■ EXTRAIT DU DOCUMENT
18 février 2014 : le président de l'Ukraine Viktor Ianoukovitch a interrompu brutalement les négociations d'adhésion avec l'Union européenne le 21 novembre 2013, après que son homologue russe Vladimir Poutine l'eut menacé de représailles économiques s'il les menait à terme...
L'Ukraine était encore en 2014 très dépendante de la Russie, avec un commerce qui se développait entre les deux pays bien plus vite qu'avec l'Union européenne asthénique. Mais ses habitants étaient aussi comme beaucoup d'autres fascinés par les lumières scintillantes de l'Ouest. Ils voyaient dans l'Union européenne la perspective d'importantes aides financières ainsi que de facilités migratoires. Or, les Européens n'acceptaient pas de compromis et mettaient en demeure Kiev de choisir entre Moscou et Bruxelles.
Par pragmatisme, le président Ianoukovitch choisit Moscou. Pour beaucoup de ses concitoyens, cette reculade fait l'effet d'une douche froide en éloignant la perspective d'une modernisation du pays et de ses institutions. Elle révolte aussi les ultranationalistes, inquiets du retour de l'Ukraine dans le giron de Moscou. La capitale ukrainienne entre donc en ébullition neuf ans jour pour jour après la « révolution orange ».
Cette nouvelle révolution, dite « EuroMaïdan », a bénéficié comme la précédente du soutien des États-Unis. Dans l'allocution ci-après, le 13 décembre 2013, la Secrétaire d'État adjointe Victoria Nuland déclare ainsi que son pays a dépensé 5 milliards de dollars depuis 1991 pour soutenir la démocratie en Ukraine et rapprocher ce pays de l'Union européenne et de l'OTAN (vidéo : 7'35") avec l'objectif inavoué de la détacher de son grand voisin historique, la Russie :
Mariés pour le meilleur et le pire
Aussi appelé « Petite-Russie », l'Ukraine, plus vaste que la France et à peine moins peuplée (45 millions d'habitants), est une partie centrale du monde russe. Kiev est la « mère de toutes les villes russes », selon une formule de son fondateur. Les événements dramatiques de cet hiver 2013-2014 montrent que l'Histoire est en train de rattraper la réalité. Elle re-unit dans la douleur des communautés qui n'auraient jamais dû être dissociées.

■ CONSIGNES
A - Réécrivez le passage de l'extrait sur l'Ukraine commençant par « 18 février 2014 » et se poursuivant jusqu'à « Moscou et Bruxelles. », en remplaçant « Bruxelles » par « Strasbourg ».
B - Selon l'extrait sur l'Ukraine :
(i) À quelle date Viktor Ianoukovitch a-t-il interrompu les négociations d'adhésion avec l'Union européenne ?
(ii) Quelle somme les États-Unis ont-ils dépensée depuis 1991 pour soutenir la démocratie en Ukraine, d'après Victoria Nuland ?
(iii) Combien d'habitants compte l'Ukraine ?
Les données qui suivent ce texte viennent d'une autre source.

■ DONNÉES
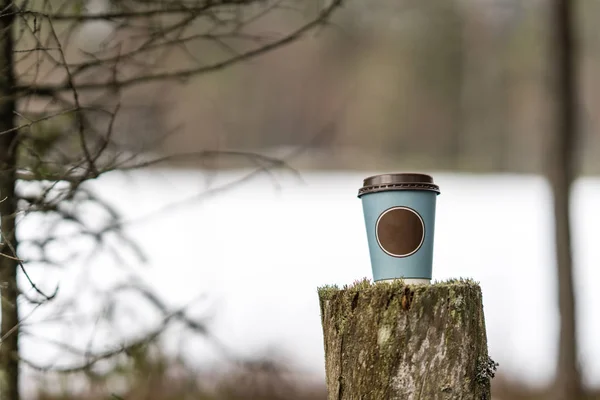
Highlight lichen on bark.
[318,280,493,400]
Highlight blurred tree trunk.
[0,0,19,400]
[546,0,582,400]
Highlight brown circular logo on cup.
[375,207,425,257]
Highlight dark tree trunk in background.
[546,0,582,400]
[0,0,19,400]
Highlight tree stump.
[319,280,497,400]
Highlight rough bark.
[546,0,583,400]
[319,280,496,400]
[0,0,19,400]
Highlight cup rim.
[358,172,440,198]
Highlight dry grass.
[29,354,600,400]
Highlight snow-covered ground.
[14,170,600,385]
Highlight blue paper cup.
[358,173,440,284]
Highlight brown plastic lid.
[358,173,440,197]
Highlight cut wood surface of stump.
[319,280,496,400]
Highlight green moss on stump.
[318,279,495,400]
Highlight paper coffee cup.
[358,173,440,283]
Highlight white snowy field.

■ LES RÉPONSES
A -
18 février 2014 : le président de l'Ukraine Viktor Ianoukovitch a interrompu brutalement les négociations d'adhésion avec l'Union européenne le 21 novembre 2013, après que son homologue russe Vladimir Poutine l'eut menacé de représailles économiques s'il les menait à terme...
L'Ukraine était encore en 2014 très dépendante de la Russie, avec un commerce qui se développait entre les deux pays bien plus vite qu'avec l'Union européenne asthénique. Mais ses habitants étaient aussi comme beaucoup d'autres fascinés par les lumières scintillantes de l'Ouest. Ils voyaient dans l'Union européenne la perspective d'importantes aides financières ainsi que de facilités migratoires. Or, les Européens n'acceptaient pas de compromis et mettaient en demeure Kiev de choisir entre Moscou et Strasbourg.

B -
(i) Le 21 novembre 2013.
(ii) 5 milliards de dollars.
(iii) 45 millions.